* **Instructions for the task**
Reproduce every one of the rows below verbatim, altering nothing.

* **Data for this task**
________________________
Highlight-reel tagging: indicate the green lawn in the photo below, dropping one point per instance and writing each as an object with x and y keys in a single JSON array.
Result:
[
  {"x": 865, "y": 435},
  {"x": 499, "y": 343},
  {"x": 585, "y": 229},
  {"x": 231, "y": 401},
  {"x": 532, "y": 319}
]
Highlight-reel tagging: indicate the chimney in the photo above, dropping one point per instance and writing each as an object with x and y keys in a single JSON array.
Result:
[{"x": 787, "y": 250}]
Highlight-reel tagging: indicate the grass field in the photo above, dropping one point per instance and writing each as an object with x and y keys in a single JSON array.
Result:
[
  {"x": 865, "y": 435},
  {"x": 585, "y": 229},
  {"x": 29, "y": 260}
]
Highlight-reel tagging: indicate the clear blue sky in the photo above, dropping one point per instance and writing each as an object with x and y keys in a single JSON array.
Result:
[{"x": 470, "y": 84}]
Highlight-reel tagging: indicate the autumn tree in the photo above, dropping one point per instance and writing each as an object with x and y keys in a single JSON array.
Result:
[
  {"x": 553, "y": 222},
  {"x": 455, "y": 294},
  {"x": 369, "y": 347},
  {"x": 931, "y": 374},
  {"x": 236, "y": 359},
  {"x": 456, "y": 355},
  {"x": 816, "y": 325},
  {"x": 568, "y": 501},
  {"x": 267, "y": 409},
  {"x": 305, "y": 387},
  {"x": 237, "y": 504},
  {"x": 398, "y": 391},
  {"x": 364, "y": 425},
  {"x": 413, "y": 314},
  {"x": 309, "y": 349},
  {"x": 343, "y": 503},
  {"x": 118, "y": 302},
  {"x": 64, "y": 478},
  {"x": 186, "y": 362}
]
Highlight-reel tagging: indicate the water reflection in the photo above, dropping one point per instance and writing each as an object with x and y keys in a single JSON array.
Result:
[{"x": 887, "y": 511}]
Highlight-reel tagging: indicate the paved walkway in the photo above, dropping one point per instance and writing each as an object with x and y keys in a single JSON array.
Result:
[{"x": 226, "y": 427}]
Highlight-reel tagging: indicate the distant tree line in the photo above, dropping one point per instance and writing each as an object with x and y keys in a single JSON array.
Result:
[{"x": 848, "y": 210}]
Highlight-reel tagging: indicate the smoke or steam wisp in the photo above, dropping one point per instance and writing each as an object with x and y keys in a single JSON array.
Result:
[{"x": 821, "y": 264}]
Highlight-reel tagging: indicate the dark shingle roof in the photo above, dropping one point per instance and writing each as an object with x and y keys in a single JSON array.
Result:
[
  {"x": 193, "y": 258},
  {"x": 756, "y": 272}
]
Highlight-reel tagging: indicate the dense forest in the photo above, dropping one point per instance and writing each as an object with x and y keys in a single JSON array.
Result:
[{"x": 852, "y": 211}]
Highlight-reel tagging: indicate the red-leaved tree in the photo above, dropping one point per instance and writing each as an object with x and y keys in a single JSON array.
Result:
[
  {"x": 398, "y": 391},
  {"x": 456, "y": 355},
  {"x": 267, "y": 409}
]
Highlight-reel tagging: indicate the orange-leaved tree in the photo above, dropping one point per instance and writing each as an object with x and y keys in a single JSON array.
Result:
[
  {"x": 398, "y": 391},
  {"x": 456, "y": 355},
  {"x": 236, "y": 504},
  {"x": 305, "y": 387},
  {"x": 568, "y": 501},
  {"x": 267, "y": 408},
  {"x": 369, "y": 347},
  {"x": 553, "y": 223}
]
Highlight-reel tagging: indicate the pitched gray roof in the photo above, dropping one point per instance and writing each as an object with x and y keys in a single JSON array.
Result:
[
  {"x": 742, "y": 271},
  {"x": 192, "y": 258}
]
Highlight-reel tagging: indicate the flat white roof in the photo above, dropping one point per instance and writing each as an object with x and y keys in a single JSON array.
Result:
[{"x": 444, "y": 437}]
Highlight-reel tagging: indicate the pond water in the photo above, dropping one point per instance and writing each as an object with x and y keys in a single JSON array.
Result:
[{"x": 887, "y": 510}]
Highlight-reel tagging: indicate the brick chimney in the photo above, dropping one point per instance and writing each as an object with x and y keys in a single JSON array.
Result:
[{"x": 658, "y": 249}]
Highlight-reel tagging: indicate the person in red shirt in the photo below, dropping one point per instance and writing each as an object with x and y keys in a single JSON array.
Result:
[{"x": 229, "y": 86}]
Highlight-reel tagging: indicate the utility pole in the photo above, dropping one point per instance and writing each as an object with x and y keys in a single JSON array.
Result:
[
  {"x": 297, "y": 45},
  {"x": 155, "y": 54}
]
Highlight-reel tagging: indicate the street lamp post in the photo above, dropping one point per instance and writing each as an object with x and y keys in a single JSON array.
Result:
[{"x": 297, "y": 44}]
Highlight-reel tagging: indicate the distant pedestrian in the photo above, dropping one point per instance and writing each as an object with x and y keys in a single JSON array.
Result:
________________________
* **Final answer**
Highlight-reel tagging: indicate the green lawn in the photo below, dropping one point per instance and writing each as an object with x and y keys in a single JSON array.
Result:
[
  {"x": 865, "y": 435},
  {"x": 499, "y": 343},
  {"x": 585, "y": 229},
  {"x": 231, "y": 401},
  {"x": 532, "y": 319}
]
Highlight-reel tagging: indicate the chimney in the photo above, dropping one point per instance and writing each as an object with x and y keys in a single JSON array.
Result:
[{"x": 787, "y": 250}]
Highlight-reel tagging: indicate the grass field in the photo above, dropping one point per instance and writing each as an object with x and y keys in a single JSON array.
Result:
[
  {"x": 865, "y": 435},
  {"x": 585, "y": 229},
  {"x": 29, "y": 260}
]
Highlight-reel tagging: indicate the clear blue sky in the photo above, dropping one point per instance and writing each as an object with x and y keys in a single JSON array.
Result:
[{"x": 470, "y": 84}]
Highlight-reel tagging: indicate the autumn tree in the photo above, dropping one point per instance and writing each as an object with x and y keys in a single JSON array.
Result:
[
  {"x": 553, "y": 222},
  {"x": 455, "y": 294},
  {"x": 369, "y": 347},
  {"x": 931, "y": 374},
  {"x": 236, "y": 359},
  {"x": 456, "y": 355},
  {"x": 816, "y": 325},
  {"x": 568, "y": 501},
  {"x": 267, "y": 409},
  {"x": 305, "y": 387},
  {"x": 237, "y": 504},
  {"x": 398, "y": 391},
  {"x": 364, "y": 425},
  {"x": 413, "y": 314},
  {"x": 309, "y": 349},
  {"x": 343, "y": 503},
  {"x": 118, "y": 302},
  {"x": 64, "y": 478},
  {"x": 186, "y": 362}
]
Highlight-reel tagging: indicate the water reflection in the photo above, dropping one point per instance and writing each as an object with x and y keys in a single JSON array.
Result:
[{"x": 887, "y": 511}]
Highlight-reel tagging: indicate the paved walkway in the photo above, dropping one point per instance and writing each as an object with x and y keys in a single JSON array.
Result:
[{"x": 226, "y": 427}]
Highlight-reel tagging: indicate the distant tree line in the photo above, dropping one point per instance and writing each as an object with x and y keys in a single JSON array.
Result:
[{"x": 848, "y": 210}]
Highlight-reel tagging: indicate the smoke or steam wisp in the photo above, dropping one point per instance and writing each as an object with x and y keys in a single JSON array.
Result:
[{"x": 821, "y": 264}]
Highlight-reel tagging: indicate the dark shingle roof in the photo above, dropping one point per instance and writing each as an object with x and y keys in a single JSON array.
Result:
[
  {"x": 193, "y": 258},
  {"x": 756, "y": 272}
]
Highlight-reel tagging: indicate the dense forest in the photo above, dropping one point per instance and writing each as an object with x and y keys in a single JSON array.
Result:
[{"x": 852, "y": 211}]
Highlight-reel tagging: indicate the red-leaved tree in the photo above, dropping one point per instance and writing each as an object with x and y keys in a single JSON array.
Result:
[
  {"x": 398, "y": 391},
  {"x": 456, "y": 355},
  {"x": 267, "y": 409}
]
Highlight-reel tagging: indicate the orange-leaved tree in the photo above, dropping one point per instance and writing each as an object with x and y keys in a single JSON array.
Result:
[
  {"x": 398, "y": 391},
  {"x": 456, "y": 355},
  {"x": 236, "y": 504},
  {"x": 305, "y": 387},
  {"x": 568, "y": 501},
  {"x": 267, "y": 408},
  {"x": 369, "y": 347},
  {"x": 553, "y": 223}
]
Highlight-reel tagging: indicate the pitched gray roof in the photo above, dropping one point per instance and writing each as an object with x and y keys in a single JSON array.
Result:
[
  {"x": 742, "y": 271},
  {"x": 192, "y": 258}
]
Highlight-reel tagging: indicate the flat white roof in the photo above, dropping one point per instance and writing each as an object with x and y keys in a single JSON array.
Result:
[{"x": 444, "y": 437}]
Highlight-reel tagging: indicate the pond water in the photo above, dropping one point per instance and writing each as an object with x and y keys in a single JSON array.
Result:
[{"x": 887, "y": 510}]
Highlight-reel tagging: indicate the brick chimney in the photo above, dropping one point per instance and writing each as an object with x and y keys in a single JSON array.
Result:
[{"x": 658, "y": 249}]
Highlight-reel tagging: indicate the person in red shirt in the photo below, dropping one point per instance and writing each as an object with x and y keys in a single JSON array.
Result:
[{"x": 229, "y": 86}]
Highlight-reel tagging: indicate the utility pole in the photo above, dropping one point per instance and writing each as an object with x and y keys in a single JSON array.
Result:
[
  {"x": 297, "y": 45},
  {"x": 155, "y": 54}
]
Highlight-reel tagging: indicate the street lamp post in the photo above, dropping one point per instance and writing each as an object with x and y keys in a single JSON array.
Result:
[{"x": 297, "y": 44}]
Highlight-reel tagging: indicate the distant pedestrian in the photo above, dropping one point per instance and writing each as an object with x and y keys in a single JSON array.
Result:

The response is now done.